* _Do this_
Change every "annotate" in the following entries to "mark" and reproduce them otherwise unchanged.

* _Provided information_
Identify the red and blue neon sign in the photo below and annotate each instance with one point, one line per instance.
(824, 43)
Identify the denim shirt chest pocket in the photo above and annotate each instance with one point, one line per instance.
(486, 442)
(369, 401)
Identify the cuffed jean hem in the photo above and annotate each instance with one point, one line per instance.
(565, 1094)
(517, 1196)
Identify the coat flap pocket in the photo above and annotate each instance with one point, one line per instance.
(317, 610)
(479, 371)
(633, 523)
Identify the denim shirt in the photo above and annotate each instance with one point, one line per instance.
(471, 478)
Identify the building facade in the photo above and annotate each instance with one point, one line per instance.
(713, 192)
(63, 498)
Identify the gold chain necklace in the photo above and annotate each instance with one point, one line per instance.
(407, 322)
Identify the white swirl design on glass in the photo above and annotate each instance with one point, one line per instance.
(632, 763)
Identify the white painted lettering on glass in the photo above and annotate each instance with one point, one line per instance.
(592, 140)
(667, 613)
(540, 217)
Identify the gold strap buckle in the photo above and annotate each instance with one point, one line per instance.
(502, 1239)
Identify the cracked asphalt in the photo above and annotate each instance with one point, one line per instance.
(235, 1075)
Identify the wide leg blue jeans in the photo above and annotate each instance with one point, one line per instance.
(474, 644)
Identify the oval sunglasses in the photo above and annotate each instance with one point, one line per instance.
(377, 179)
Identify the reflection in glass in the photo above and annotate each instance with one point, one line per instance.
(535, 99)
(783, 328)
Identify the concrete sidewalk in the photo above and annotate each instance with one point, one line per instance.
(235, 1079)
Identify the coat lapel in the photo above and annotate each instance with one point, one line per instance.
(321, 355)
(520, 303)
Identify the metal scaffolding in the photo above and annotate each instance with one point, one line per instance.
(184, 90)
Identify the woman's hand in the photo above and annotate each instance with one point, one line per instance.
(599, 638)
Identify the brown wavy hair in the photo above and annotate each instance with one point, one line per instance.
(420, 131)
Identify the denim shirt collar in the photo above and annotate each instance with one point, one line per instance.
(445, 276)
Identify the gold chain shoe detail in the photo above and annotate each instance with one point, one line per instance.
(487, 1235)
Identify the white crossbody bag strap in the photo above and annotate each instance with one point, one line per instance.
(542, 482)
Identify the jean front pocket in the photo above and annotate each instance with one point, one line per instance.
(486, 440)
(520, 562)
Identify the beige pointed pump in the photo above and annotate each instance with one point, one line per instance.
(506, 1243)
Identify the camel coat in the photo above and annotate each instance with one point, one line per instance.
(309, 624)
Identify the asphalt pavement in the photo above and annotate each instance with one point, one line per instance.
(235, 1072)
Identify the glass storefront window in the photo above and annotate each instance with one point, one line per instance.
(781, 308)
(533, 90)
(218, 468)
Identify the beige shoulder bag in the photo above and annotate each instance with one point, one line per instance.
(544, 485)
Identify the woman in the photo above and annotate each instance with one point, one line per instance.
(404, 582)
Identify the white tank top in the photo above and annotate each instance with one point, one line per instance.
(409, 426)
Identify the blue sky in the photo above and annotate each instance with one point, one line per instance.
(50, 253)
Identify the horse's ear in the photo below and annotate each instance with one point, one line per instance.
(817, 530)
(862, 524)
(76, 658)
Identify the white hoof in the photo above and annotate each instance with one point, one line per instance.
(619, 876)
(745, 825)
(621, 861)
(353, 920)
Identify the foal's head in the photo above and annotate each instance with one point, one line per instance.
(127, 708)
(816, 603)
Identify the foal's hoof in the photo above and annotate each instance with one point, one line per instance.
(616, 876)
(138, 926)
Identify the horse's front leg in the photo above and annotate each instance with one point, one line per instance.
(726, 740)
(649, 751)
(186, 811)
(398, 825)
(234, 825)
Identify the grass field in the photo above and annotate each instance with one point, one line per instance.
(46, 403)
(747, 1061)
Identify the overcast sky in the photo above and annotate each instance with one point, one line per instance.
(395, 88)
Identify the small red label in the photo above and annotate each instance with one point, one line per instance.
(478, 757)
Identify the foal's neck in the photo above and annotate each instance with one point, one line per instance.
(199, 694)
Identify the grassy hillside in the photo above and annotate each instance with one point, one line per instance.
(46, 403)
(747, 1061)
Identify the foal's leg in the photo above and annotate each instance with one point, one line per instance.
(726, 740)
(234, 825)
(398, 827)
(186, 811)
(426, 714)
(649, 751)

* _Completed exercise_
Identify the red and blue neon sign in the photo below and mark each instance with one point, one line per instance.
(824, 43)
Identify the denim shirt chest pocket in the photo above and mark each instance with one point, one line per instance.
(486, 442)
(369, 401)
Identify the cuffed jean hem in the photo above and mark each instance with one point, one line per instance.
(565, 1094)
(517, 1196)
Identify the coat flap pocket in the photo above and mark each instance with one point, one line per instance.
(317, 610)
(479, 371)
(633, 523)
Identify the denim shirt in the photo above and mark each instance with one point, one line per instance.
(471, 478)
Identify the building facade in the photo above and mark each instance with one point, one line per instance.
(713, 192)
(63, 498)
Identify the gold chain necklace in the photo above and mark each instance with one point, one line per instance.
(407, 322)
Identify the white swirl design on glass in the photo above and mark each instance with one point, one line per instance.
(632, 763)
Identify the white painted lettering on glass in the photo above and mark each instance with one point, one line per instance.
(592, 140)
(667, 613)
(540, 217)
Identify the gold strap buckle in the photo above and mark each instance with one point, one line per instance.
(502, 1239)
Identify the cracked asphalt in the photo above and mark each instance with one point, one line per instance.
(235, 1075)
Identify the wide leg blue jeans in the photo above and mark each instance with one point, one line per instance.
(474, 644)
Identify the oval sunglasses in the photo above and mark each instance with one point, one line per instance.
(377, 179)
Identify the reflection in glass in the photo above and mark each instance with one point, one line per instance.
(535, 99)
(783, 328)
Identify the concrete sidewalk in the photo above and mark each instance with one point, one line per instance.
(235, 1079)
Identify the coat lapel in the photo above and mark each instance with one point, one line per instance.
(321, 355)
(520, 303)
Identify the metal scaffolding in the photo above and mark each instance with one point, one line per instance.
(184, 90)
Identify the woman's hand in the photo above and mark each instance with one point, one line per instance.
(599, 638)
Identify the brown wavy hair in the photo above and mark each instance with one point, one line per instance.
(420, 131)
Identify the denim shirt collar in the photo above and mark each instance with one point, one line per instance.
(445, 276)
Identify the gold chain shoe detail in the photo above and mark each instance with one point, one line per instance.
(487, 1235)
Identify the white crossbody bag strap in the photo above and mark each instance with one point, one line per instance.
(542, 482)
Identify the jean front pocket in the photo above and mark each instance with one point, one line per instance.
(486, 440)
(520, 562)
Identify the beige pointed pump in the photo above and mark each instance with one point, one line per instance.
(506, 1243)
Identify the camel coat in the photo above and mark each instance with one point, one line per instance.
(309, 624)
Identify the asphalt pavement in the photo above and mark each instance with one point, one line per instance.
(235, 1072)
Identify the glass storefront window in the photo above and mark each instance with one point, one line per instance.
(781, 308)
(533, 90)
(218, 468)
Identify the beige shoulder bag in the photo above and mark each instance with one point, one line per instance.
(544, 485)
Identify the woman in the photo above and mark each instance with one point, one line per instance.
(404, 582)
Identify the white tank top in the photo above and mark each instance with one point, one line per instance.
(409, 426)
Identify the blue sky in the photo above and mark each instance with one point, one line per instance.
(50, 253)
Identify the horse's ear in the photo below and mark each instance with one point, one line per instance.
(817, 530)
(862, 524)
(76, 658)
Identify the white hoof in the photo above and mark each instance with one point, one line per instance.
(619, 876)
(745, 825)
(621, 861)
(353, 920)
Identify the foal's head in the photo above and mark each instance with one point, one line per instance.
(127, 708)
(816, 603)
Identify the foal's hoof in the photo above and mark each instance with one point, one line per instance.
(616, 876)
(138, 926)
Identify the horse's front leg in the photo above and mark each instance with one point, one line per instance.
(726, 740)
(649, 751)
(186, 811)
(398, 825)
(234, 825)
Identify the grass field in the photo above and mark each instance with one point, one line per instance.
(46, 403)
(747, 1061)
Identify the overcast sky in the photo above and mark each instance with one point, one line per instance.
(395, 88)
Identify the small red label in the photo above and mark each instance with one point, one line per instance.
(478, 757)
Identify the foal's neck in the photo above and mark each instance with one point, one line per instance.
(199, 694)
Identify the grassy hillside in the photo above and mark each instance with one point, one line per instance.
(46, 403)
(747, 1061)
Identify the foal's leg in the photo above and mark each instance with one point, one line per instance.
(726, 740)
(234, 825)
(398, 827)
(186, 811)
(426, 714)
(649, 751)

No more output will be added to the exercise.